> [To be done]
Count the lines in the entries below that contain the word "feeder", treating uppercase and lowercase as different. Reply with the number alone.

━━━ Supplied material

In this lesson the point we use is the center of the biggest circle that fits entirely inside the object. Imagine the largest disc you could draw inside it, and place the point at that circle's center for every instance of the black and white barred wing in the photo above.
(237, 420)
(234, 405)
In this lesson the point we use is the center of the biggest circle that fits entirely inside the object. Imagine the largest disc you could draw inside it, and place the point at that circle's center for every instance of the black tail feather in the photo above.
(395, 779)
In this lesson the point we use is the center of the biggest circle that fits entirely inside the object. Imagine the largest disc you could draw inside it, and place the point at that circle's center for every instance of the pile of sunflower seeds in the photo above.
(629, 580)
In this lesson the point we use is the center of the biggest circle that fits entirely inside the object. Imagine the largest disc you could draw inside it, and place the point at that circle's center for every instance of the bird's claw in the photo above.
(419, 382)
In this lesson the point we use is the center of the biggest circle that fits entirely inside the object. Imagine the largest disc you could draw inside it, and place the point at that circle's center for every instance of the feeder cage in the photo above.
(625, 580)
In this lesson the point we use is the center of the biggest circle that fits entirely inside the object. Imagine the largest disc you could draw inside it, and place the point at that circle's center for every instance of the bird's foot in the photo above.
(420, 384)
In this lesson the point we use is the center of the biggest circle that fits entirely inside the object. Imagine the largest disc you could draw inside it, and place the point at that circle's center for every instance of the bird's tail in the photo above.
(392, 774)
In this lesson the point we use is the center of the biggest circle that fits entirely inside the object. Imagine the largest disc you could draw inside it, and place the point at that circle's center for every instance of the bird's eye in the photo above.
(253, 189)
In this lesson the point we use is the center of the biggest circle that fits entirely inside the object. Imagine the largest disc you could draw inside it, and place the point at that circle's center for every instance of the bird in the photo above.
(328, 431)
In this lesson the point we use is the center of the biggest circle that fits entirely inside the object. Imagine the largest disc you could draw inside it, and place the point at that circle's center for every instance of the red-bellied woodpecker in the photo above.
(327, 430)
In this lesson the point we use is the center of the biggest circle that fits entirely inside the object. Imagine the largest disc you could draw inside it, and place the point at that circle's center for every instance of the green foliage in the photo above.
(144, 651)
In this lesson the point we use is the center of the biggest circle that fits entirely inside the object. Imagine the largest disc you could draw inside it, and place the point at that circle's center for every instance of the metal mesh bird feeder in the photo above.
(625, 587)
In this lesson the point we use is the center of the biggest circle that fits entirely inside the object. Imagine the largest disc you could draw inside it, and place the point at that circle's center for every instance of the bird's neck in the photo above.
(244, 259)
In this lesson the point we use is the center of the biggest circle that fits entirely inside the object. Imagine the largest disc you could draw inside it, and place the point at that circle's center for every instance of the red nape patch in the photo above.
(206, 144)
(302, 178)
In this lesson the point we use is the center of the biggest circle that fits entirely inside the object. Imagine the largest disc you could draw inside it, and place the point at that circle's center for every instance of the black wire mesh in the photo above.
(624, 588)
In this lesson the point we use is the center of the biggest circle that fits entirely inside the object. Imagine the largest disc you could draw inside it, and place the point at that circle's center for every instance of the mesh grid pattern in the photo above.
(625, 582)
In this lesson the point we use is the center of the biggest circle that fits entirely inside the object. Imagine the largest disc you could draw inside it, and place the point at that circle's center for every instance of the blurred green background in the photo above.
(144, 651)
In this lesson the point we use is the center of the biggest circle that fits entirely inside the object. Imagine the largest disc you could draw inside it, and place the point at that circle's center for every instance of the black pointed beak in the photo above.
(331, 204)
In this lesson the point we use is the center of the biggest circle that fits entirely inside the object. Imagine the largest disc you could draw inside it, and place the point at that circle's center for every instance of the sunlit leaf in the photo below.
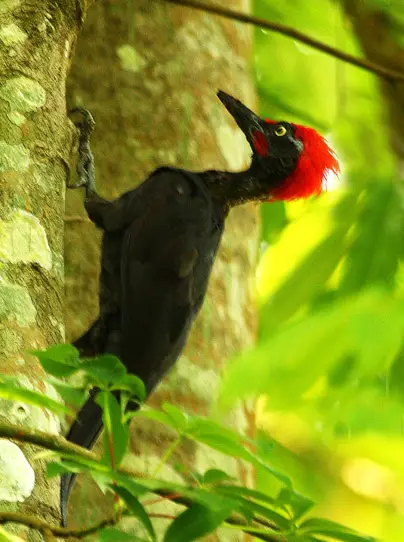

━━━━━━

> [Exercise output]
2